Goal >>
Please scale everything from the line containing "Expected behaviour: a marker sits on the roof" down to the end of the records, both included, by reproducing every line there, requests too, with each coordinate in the answers multiplied by 2.25 and rounded to a whole number, halves up. Leave the requests and their format samples unchanged.

########################################

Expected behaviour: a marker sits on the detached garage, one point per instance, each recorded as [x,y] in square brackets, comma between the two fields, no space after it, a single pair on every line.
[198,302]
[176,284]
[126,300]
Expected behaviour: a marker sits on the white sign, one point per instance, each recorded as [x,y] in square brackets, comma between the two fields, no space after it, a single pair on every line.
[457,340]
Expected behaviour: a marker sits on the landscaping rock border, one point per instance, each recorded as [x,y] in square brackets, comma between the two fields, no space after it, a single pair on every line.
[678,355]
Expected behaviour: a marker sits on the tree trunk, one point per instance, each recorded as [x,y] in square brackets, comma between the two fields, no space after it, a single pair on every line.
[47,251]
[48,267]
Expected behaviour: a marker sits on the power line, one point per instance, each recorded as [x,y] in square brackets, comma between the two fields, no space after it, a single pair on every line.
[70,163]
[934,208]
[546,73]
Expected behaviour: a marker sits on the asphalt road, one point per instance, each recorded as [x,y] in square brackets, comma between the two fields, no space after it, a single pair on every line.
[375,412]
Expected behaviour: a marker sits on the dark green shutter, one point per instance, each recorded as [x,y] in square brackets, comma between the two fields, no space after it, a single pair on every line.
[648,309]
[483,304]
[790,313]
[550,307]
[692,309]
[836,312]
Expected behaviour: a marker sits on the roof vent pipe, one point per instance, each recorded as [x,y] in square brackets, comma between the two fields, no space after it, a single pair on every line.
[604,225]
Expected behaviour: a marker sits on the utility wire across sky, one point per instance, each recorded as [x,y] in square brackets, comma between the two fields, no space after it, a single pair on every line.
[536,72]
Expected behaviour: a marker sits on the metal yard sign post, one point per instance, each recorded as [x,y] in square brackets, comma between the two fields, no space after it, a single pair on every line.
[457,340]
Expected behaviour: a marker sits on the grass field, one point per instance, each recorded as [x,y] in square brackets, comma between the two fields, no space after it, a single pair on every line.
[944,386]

########################################

Answer for the task >>
Expected behaviour: a marker sits on the roof vent pipe, one point per instance, each recorded as [x,y] in square brackets, comma between the two fields, no space after it, a single pair on every line.
[1359,506]
Expected behaviour: a marker sits on the utility wire across sky, one point per instance, each recorded as [x,y] in square brackets, comma between the two fields, no space after it, a single pair on every line.
[1206,162]
Expected behaviour: a marker sits on the metal yard sign post, one point per instance, each recorded as [x,y] in square brackets, comma between the two fields, no space after it, a single pair on every line.
[1028,765]
Expected behaviour: a marker sits on the grass field, one point per instance, each recorded as [x,y] in square brackets, comma between the two fields, no space after it, a single pair on every line.
[2124,869]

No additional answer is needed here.